## EXTRACTED TEXT
=== Section Start ===
In the current study, Dr. Cong, Dr. Baker, and their colleagues expanded on those AI structure-prediction tools by modeling many yeast protein complexes. Yeast is a common model organism for fundamental biological studies. To find proteins that were likely to interact, the scientists first searched the genomes of related fungi for genes that acquired mutations in a linked fashion. They then used the two AI technologies to determine whether these proteins could be fit together in 3D structures.
Their work identified 1,505 probable protein complexes. Of these, 699 had already been structurally characterized, verifying the utility of their method. However, there was only limited experimental data supporting 700 of the predicted interactions, and another 106 had never been described.
To better understand these poorly characterized or unknown complexes, the University of Washington and UT Southwestern teams worked with colleagues around the world who were already studying these or similar proteins. By combining the 3D models the scientists in the current study had generated with information from collaborators, the teams were able to gain new insights into protein complexes involved in maintenance and processing of genetic information, cellular construction and transport systems, metabolism, DNA repair, and other areas. They also identified roles for proteins whose functions were previously unknown based on their newly identified interactions with other well-characterized proteins.
=== Section End ===
## CHECK YOUR UNDERSTANDING
a) Answer these questions from the passage on yeast protein complexes:
(i) In what did the scientists first search for genes that acquired mutations in a linked fashion?
(ii) How many probable protein complexes did the work identify?
(iii) How many of the predicted interactions had never been described?
b) Set down the passage on yeast protein complexes word for word, from "Their work identified" up to and including "never been described.".
The items play no part in these tasks.

## ENTRIES PROVIDED
=== Section Start ===
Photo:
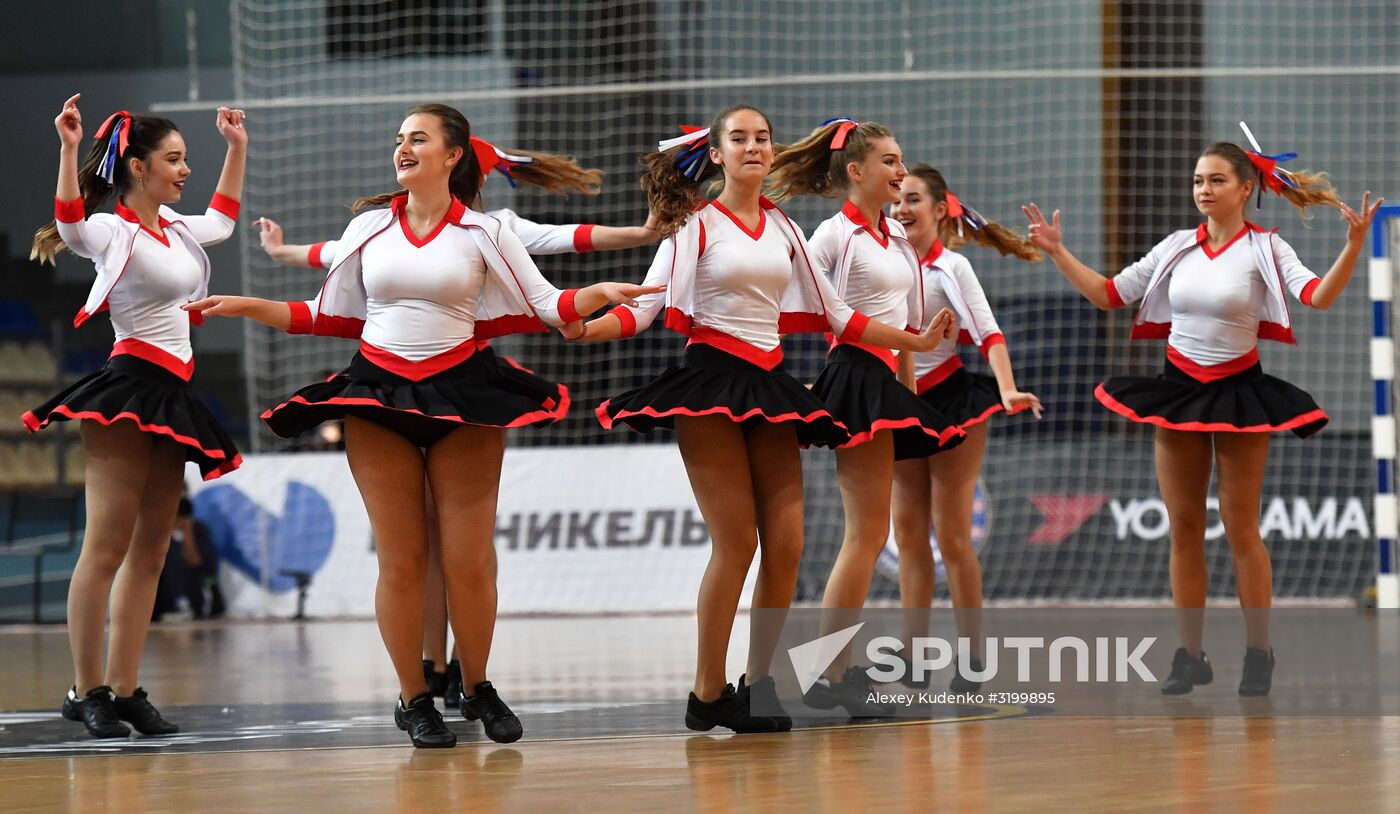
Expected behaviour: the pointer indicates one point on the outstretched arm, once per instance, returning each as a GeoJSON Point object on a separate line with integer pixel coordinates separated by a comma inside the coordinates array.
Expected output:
{"type": "Point", "coordinates": [269, 236]}
{"type": "Point", "coordinates": [258, 310]}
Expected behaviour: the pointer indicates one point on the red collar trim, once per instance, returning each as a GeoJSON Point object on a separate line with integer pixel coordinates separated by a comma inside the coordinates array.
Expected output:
{"type": "Point", "coordinates": [129, 215]}
{"type": "Point", "coordinates": [934, 252]}
{"type": "Point", "coordinates": [753, 234]}
{"type": "Point", "coordinates": [858, 219]}
{"type": "Point", "coordinates": [1203, 237]}
{"type": "Point", "coordinates": [401, 209]}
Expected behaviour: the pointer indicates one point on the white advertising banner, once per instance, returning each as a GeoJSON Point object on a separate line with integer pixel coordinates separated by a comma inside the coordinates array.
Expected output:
{"type": "Point", "coordinates": [578, 530]}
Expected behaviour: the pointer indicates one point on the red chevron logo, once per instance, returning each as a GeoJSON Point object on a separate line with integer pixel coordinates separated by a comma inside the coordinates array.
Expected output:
{"type": "Point", "coordinates": [1063, 516]}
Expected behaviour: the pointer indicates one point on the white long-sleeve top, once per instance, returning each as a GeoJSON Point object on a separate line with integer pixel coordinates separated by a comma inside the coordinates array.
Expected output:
{"type": "Point", "coordinates": [872, 268]}
{"type": "Point", "coordinates": [539, 238]}
{"type": "Point", "coordinates": [741, 289]}
{"type": "Point", "coordinates": [419, 306]}
{"type": "Point", "coordinates": [951, 283]}
{"type": "Point", "coordinates": [143, 276]}
{"type": "Point", "coordinates": [1218, 304]}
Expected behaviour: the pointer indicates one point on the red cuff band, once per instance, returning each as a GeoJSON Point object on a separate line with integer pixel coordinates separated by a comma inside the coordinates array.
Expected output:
{"type": "Point", "coordinates": [301, 321]}
{"type": "Point", "coordinates": [629, 321]}
{"type": "Point", "coordinates": [856, 328]}
{"type": "Point", "coordinates": [584, 238]}
{"type": "Point", "coordinates": [566, 306]}
{"type": "Point", "coordinates": [991, 341]}
{"type": "Point", "coordinates": [69, 210]}
{"type": "Point", "coordinates": [1308, 292]}
{"type": "Point", "coordinates": [1115, 300]}
{"type": "Point", "coordinates": [224, 205]}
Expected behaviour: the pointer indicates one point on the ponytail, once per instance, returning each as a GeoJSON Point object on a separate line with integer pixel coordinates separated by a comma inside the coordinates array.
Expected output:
{"type": "Point", "coordinates": [816, 164]}
{"type": "Point", "coordinates": [674, 178]}
{"type": "Point", "coordinates": [965, 223]}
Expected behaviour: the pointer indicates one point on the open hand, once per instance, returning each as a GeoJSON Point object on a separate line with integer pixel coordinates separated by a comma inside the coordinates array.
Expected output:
{"type": "Point", "coordinates": [942, 327]}
{"type": "Point", "coordinates": [627, 293]}
{"type": "Point", "coordinates": [1017, 401]}
{"type": "Point", "coordinates": [70, 122]}
{"type": "Point", "coordinates": [269, 236]}
{"type": "Point", "coordinates": [230, 123]}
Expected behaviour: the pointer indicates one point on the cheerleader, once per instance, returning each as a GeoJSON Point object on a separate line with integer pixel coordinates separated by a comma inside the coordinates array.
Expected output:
{"type": "Point", "coordinates": [420, 283]}
{"type": "Point", "coordinates": [559, 174]}
{"type": "Point", "coordinates": [550, 173]}
{"type": "Point", "coordinates": [938, 491]}
{"type": "Point", "coordinates": [1213, 292]}
{"type": "Point", "coordinates": [140, 421]}
{"type": "Point", "coordinates": [738, 275]}
{"type": "Point", "coordinates": [874, 268]}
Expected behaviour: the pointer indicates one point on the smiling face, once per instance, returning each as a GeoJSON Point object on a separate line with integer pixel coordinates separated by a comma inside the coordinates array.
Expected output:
{"type": "Point", "coordinates": [745, 149]}
{"type": "Point", "coordinates": [879, 174]}
{"type": "Point", "coordinates": [422, 156]}
{"type": "Point", "coordinates": [161, 175]}
{"type": "Point", "coordinates": [1218, 191]}
{"type": "Point", "coordinates": [917, 210]}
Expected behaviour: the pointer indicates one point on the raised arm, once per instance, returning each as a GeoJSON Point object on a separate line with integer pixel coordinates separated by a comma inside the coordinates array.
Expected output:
{"type": "Point", "coordinates": [1046, 236]}
{"type": "Point", "coordinates": [266, 311]}
{"type": "Point", "coordinates": [630, 320]}
{"type": "Point", "coordinates": [562, 307]}
{"type": "Point", "coordinates": [1336, 279]}
{"type": "Point", "coordinates": [304, 255]}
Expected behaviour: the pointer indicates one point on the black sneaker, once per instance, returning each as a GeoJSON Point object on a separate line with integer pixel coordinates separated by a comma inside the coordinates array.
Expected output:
{"type": "Point", "coordinates": [142, 715]}
{"type": "Point", "coordinates": [452, 694]}
{"type": "Point", "coordinates": [95, 711]}
{"type": "Point", "coordinates": [436, 681]}
{"type": "Point", "coordinates": [763, 694]}
{"type": "Point", "coordinates": [853, 692]}
{"type": "Point", "coordinates": [1259, 673]}
{"type": "Point", "coordinates": [423, 723]}
{"type": "Point", "coordinates": [485, 705]}
{"type": "Point", "coordinates": [959, 683]}
{"type": "Point", "coordinates": [1187, 673]}
{"type": "Point", "coordinates": [730, 711]}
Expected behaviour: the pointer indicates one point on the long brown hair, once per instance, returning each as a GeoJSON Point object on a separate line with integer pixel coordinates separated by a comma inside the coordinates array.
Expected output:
{"type": "Point", "coordinates": [811, 167]}
{"type": "Point", "coordinates": [1313, 188]}
{"type": "Point", "coordinates": [990, 234]}
{"type": "Point", "coordinates": [671, 194]}
{"type": "Point", "coordinates": [465, 181]}
{"type": "Point", "coordinates": [143, 139]}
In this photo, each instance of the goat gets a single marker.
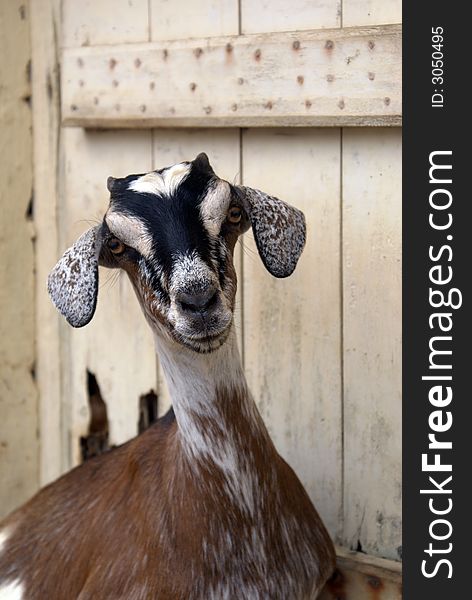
(200, 506)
=== Section End ===
## YOUR WRITTEN ANSWERS
a)
(i) The genomes of related fungi.
(ii) 1,505.
(iii) 106.

b)
Their work identified 1,505 probable protein complexes. Of these, 699 had already been structurally characterized, verifying the utility of their method. However, there was only limited experimental data supporting 700 of the predicted interactions, and another 106 had never been described.